Source extract:
=======

Malaysia is a parliamentary constitutional monarchy located in South East Asia and a member of the ten-member Association of South East Asian Nations (ASEAN). Furthermore, Malaysia is a federation formally constituted in 1963 from former British colonies and protectorates. The country consists of the southern part of the Malay Peninsula, except Singapore, and northern parts of the island of Borneo (shared with Brunei and Indonesia). It is important to mention that, between 1963 and 1965, Singapore was part of Malaysia before becoming an independent city-state. Currently, Malaysia has a total territory of almost 330.00 square kilometers, which is somewhat larger than New Mexico. The country has a tropical climate as well as plains along 4.675 kilometers of coastline and inland mountains.

=======

Exercise instructions:
Answer these from the Malaysia text above:
(a) In what year was Malaysia formally constituted as a federation?
(b) Which two countries share the island of Borneo with Malaysia?
(c) What did Singapore become after being part of Malaysia?
The items after this are not connected to the Malaysia text.

Data for analysis:
=======

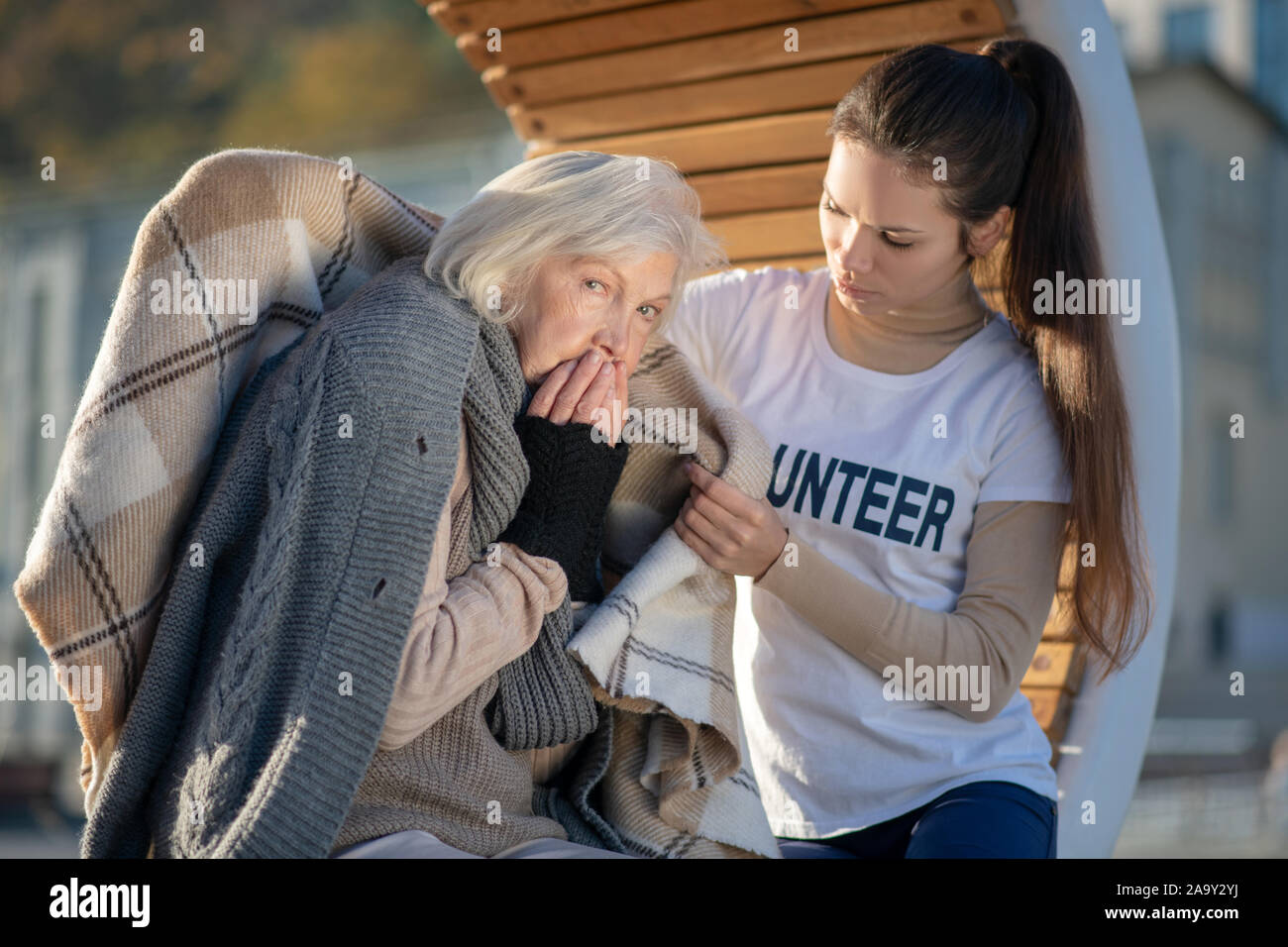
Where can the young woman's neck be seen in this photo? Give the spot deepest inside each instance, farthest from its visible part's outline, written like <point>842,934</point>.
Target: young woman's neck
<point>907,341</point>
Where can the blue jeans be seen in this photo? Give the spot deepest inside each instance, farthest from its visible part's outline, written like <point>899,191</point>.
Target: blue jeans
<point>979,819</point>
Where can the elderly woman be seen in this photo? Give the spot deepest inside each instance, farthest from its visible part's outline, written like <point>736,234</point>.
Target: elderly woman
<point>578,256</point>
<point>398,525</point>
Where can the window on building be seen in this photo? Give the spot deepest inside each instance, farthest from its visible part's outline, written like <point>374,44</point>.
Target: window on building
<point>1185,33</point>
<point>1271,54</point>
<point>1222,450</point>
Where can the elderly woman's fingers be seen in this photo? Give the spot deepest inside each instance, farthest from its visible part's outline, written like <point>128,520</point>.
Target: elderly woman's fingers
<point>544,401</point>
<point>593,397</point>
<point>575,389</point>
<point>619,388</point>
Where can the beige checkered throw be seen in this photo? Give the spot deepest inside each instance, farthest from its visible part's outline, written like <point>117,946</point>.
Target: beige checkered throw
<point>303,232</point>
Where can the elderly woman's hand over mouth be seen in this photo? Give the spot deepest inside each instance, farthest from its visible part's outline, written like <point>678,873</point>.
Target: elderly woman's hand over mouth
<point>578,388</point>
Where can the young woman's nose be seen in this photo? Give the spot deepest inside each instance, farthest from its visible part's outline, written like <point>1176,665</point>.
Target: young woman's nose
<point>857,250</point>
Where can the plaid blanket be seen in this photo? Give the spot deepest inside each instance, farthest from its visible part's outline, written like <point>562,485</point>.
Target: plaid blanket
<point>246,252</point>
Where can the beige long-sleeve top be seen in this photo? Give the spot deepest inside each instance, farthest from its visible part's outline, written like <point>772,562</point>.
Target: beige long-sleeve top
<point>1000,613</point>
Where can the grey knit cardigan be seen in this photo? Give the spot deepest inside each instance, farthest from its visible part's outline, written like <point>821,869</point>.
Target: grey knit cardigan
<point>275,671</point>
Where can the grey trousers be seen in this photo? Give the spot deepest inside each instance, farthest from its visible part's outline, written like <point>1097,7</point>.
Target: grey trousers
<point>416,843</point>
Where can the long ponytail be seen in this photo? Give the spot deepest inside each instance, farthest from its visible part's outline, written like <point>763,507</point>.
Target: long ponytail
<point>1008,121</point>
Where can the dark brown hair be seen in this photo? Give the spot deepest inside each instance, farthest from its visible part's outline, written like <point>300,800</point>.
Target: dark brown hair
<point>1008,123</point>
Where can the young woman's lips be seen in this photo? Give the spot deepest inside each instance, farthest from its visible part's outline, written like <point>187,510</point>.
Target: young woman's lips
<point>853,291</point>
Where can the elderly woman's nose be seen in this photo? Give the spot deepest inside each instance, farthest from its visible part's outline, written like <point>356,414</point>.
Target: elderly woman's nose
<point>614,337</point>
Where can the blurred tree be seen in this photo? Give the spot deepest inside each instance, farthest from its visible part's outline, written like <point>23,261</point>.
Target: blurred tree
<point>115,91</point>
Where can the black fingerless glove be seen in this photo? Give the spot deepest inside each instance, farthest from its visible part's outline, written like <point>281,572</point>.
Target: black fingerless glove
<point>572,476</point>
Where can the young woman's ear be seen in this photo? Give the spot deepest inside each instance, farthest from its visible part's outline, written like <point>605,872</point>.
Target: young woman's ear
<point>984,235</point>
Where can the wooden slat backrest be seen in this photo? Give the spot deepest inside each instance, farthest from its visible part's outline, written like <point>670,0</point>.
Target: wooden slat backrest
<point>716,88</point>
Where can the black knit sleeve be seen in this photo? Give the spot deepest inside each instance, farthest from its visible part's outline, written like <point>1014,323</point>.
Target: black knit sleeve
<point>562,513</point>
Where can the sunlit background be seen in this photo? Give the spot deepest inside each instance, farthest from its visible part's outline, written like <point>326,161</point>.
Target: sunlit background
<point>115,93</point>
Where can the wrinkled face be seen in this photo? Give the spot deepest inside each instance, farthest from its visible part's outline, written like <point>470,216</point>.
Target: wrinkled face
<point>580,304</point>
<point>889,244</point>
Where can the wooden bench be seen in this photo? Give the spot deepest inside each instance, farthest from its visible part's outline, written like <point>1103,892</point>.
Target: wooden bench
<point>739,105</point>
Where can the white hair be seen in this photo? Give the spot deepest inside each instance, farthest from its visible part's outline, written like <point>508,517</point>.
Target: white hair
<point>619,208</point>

=======

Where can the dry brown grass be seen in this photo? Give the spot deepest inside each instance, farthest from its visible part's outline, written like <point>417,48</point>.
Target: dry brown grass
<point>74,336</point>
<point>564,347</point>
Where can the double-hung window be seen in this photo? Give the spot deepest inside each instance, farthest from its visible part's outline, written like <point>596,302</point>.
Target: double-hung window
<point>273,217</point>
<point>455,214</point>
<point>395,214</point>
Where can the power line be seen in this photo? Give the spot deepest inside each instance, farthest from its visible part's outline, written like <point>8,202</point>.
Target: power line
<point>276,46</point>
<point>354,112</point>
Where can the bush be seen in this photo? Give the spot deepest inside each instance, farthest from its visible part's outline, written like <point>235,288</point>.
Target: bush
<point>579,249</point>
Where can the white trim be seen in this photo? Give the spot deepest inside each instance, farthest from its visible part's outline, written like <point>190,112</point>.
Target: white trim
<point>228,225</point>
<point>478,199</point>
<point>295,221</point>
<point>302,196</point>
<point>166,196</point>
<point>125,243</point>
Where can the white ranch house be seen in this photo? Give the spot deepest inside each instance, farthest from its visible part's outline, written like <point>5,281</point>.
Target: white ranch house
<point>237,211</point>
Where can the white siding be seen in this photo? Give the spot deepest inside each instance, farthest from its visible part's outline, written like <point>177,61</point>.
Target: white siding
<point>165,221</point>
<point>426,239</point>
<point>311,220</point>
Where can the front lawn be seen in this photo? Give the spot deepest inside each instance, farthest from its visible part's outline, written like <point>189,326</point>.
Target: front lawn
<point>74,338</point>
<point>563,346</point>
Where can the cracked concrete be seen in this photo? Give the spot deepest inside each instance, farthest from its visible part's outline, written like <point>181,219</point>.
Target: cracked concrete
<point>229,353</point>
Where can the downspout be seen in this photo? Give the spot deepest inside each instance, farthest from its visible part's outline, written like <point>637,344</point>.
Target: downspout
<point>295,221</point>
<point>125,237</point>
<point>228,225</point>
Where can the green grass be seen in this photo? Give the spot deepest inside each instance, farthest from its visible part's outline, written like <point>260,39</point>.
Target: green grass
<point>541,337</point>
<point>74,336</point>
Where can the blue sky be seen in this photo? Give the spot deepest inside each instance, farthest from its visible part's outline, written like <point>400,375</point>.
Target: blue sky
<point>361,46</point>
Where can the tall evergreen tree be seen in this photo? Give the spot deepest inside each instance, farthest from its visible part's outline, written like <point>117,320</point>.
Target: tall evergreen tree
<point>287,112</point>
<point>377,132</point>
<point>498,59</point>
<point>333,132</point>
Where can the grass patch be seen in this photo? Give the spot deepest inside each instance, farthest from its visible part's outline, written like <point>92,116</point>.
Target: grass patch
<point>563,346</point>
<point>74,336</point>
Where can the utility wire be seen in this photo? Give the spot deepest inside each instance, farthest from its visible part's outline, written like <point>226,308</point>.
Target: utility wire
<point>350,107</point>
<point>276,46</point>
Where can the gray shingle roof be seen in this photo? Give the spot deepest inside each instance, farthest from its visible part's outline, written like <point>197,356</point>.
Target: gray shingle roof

=======

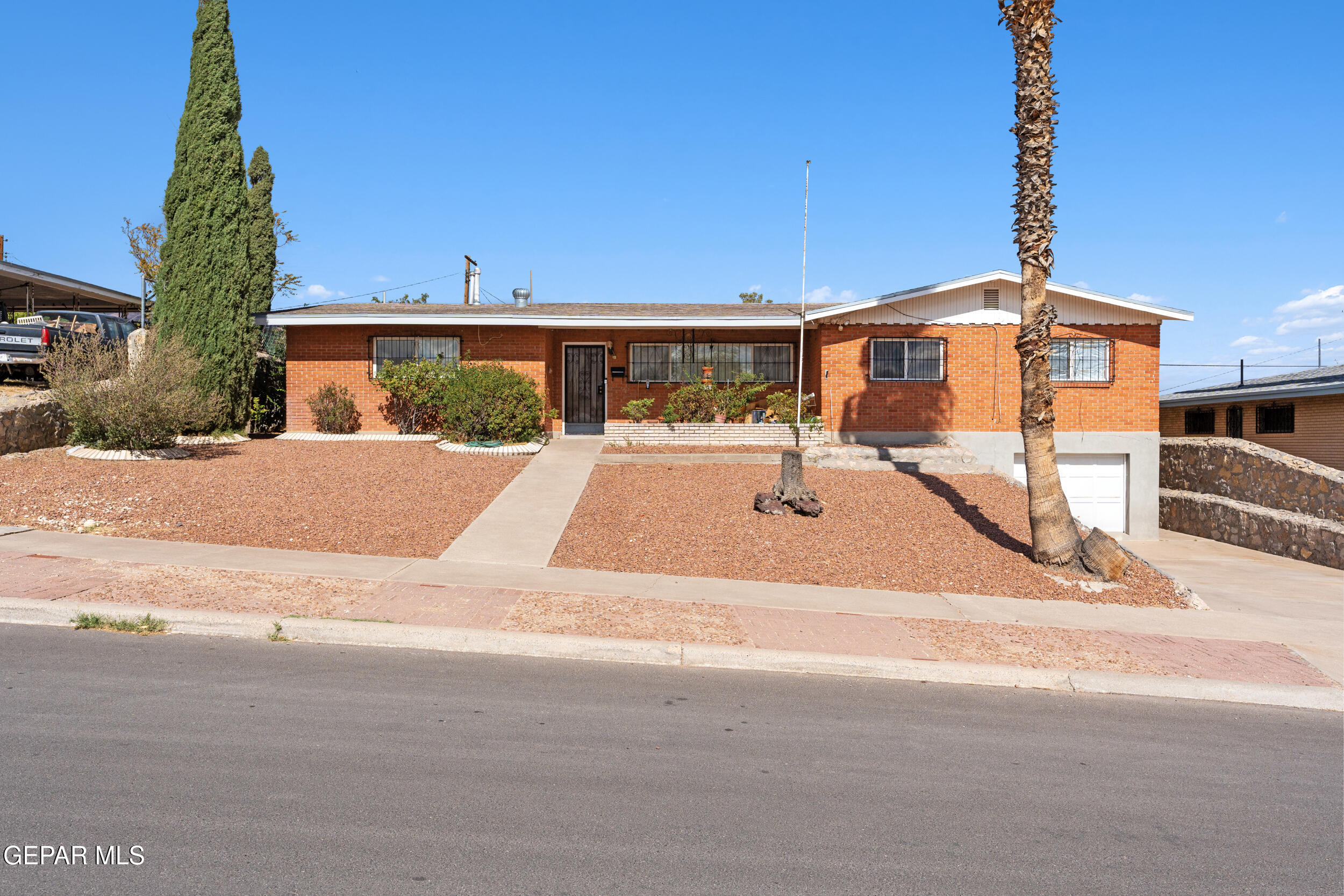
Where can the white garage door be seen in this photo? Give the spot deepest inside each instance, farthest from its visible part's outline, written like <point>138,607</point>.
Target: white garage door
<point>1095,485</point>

=======

Your solution:
(a) 1963
(b) Brunei and Indonesia
(c) An independent city-state